==== Okuma Metni
Din görevlilerinin hutbe ve vaazlarında bu konuyu sürekli işleyerek, Peygamberimiz (s.a.s.) ashap, büyük âlimler ve geçmiş hayatta yaşanmış olaylardan örnekler vererek, bu konunun daima taze kalması sağlamalıdır. Peygamber Efendimiz (s.a.s.)’in çocuklara olan şefkati, merhameti ve ailesine karşı olan ilgisi topluma en güzel örneklerle anlatılmalıdır.

3- Ahiret inancının zayıflaması: Günümüz insanının ahirete olan inanç zayıflığı her platformda kendini göstermektedir. Ahirete inanç zayıfladığında, yaptıklarının hesabını verme korkusu olmadığında, insan kendini sınırsız bir şekilde özgür hisseder ve her şeyi yapmak ister. İnsanın özgür fakat hesap verici olduğunu tekrar hatırlatmak, bu konuda çaba göstermek gerekmektedir.

Diyanet İşleri Başkanlığımızın bu konuda yapacağı çalışmalara, toplumun ihtiyacı muhakkaktır. Diyanet’in imam-hatipler için özel, toplum için genel olarak ahiret hayatını anlatan eserler hazırlaması gerekmektedir.
Töre cinayetlerine sebebiyet verecek olayları iki yönlü olarak incelemek mümkündür:
1- Olayın meydana gelmesinden önce; bu açıdan aile reisinin olayın gerçekleşmesini önleme açısından daha ılımlı, şefkatli ve dengeli yaklaşması için bilinçlendirme çalışmaları yapılmalıdır. Aile reisinin taassup içinde davranmasının bu tür olaylara sebebiyet verebileceği kendisine anlatılmalıdır.
2- Olay meydana geldikten sonra; bu aşamada aile reisi ve aile bireylerine devlet tarafından psikolog desteği sağlanması gerektiği gibi, din görevlisi ve hatırlı kişilerden oluşacak bir heyetten de destek alması sağlanmalıdır.
Günümüzde aile yuvalarının dağıldığı (boşanmaların hızla arttığı) görülmektedir. Size göre çare nedir? Bu konuda dinî açıdan neler yapılabilir?

Peygamber Efendimiz (s.a.s.)’in aile hayatı ve düzeni, eşlerine karşı davranışları, sahabenin aile hayatı ve ecdadımızın aile hayatlarının saadeti, kitaplara sığdırılamayacak kadar kazanımla çok ve canlı olarak karşımızda durmaktadır. Günümüzde aile hayatında madde ve dünya ön plana çıkmıştır. İnsanların aile bilinci dünyevi rahat üzerine bina edilmek istenmektedir. Bunun dışındaki tercihlerin daha sonra hayal kırıklığından ibaret olduğu, bu kıstas üzere kurulmayan ailelerin temelinin sağlam olmadığı muhakkaktır.
========
==== Veri Bölümü
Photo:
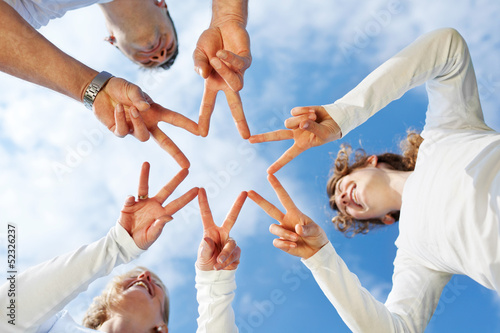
========
Görev Seti:
1. Okuma metnine göre Diyanet'in toplum için genel olarak hangi konuyu anlatan eserler hazırlaması gerekmektedir?
2. Okuma metninde din görevlilerinin hutbe ve vaazlarında örnek vermesi önerilen kaynakların tamamını sıralayın.
3. Okuma metninin "Günümüzde aile yuvalarının" sözleriyle başlayıp "sağlam olmadığı muhakkaktır." sözleriyle biten bölümünü hiç değiştirmeden yeniden yazın.
Materyal bu çalışmada hiçbir işe yaramaz.

Görev Yanıtları:
1. Ahiret hayatını anlatan eserler.

2.
- Peygamberimiz (s.a.s.)
- Ashap
- Büyük âlimler
- Geçmiş hayatta yaşanmış olaylar

3.
Günümüzde aile yuvalarının dağıldığı (boşanmaların hızla arttığı) görülmektedir. Size göre çare nedir? Bu konuda dinî açıdan neler yapılabilir?

Peygamber Efendimiz (s.a.s.)’in aile hayatı ve düzeni, eşlerine karşı davranışları, sahabenin aile hayatı ve ecdadımızın aile hayatlarının saadeti, kitaplara sığdırılamayacak kadar kazanımla çok ve canlı olarak karşımızda durmaktadır. Günümüzde aile hayatında madde ve dünya ön plana çıkmıştır. İnsanların aile bilinci dünyevi rahat üzerine bina edilmek istenmektedir. Bunun dışındaki tercihlerin daha sonra hayal kırıklığından ibaret olduğu, bu kıstas üzere kurulmayan ailelerin temelinin sağlam olmadığı muhakkaktır.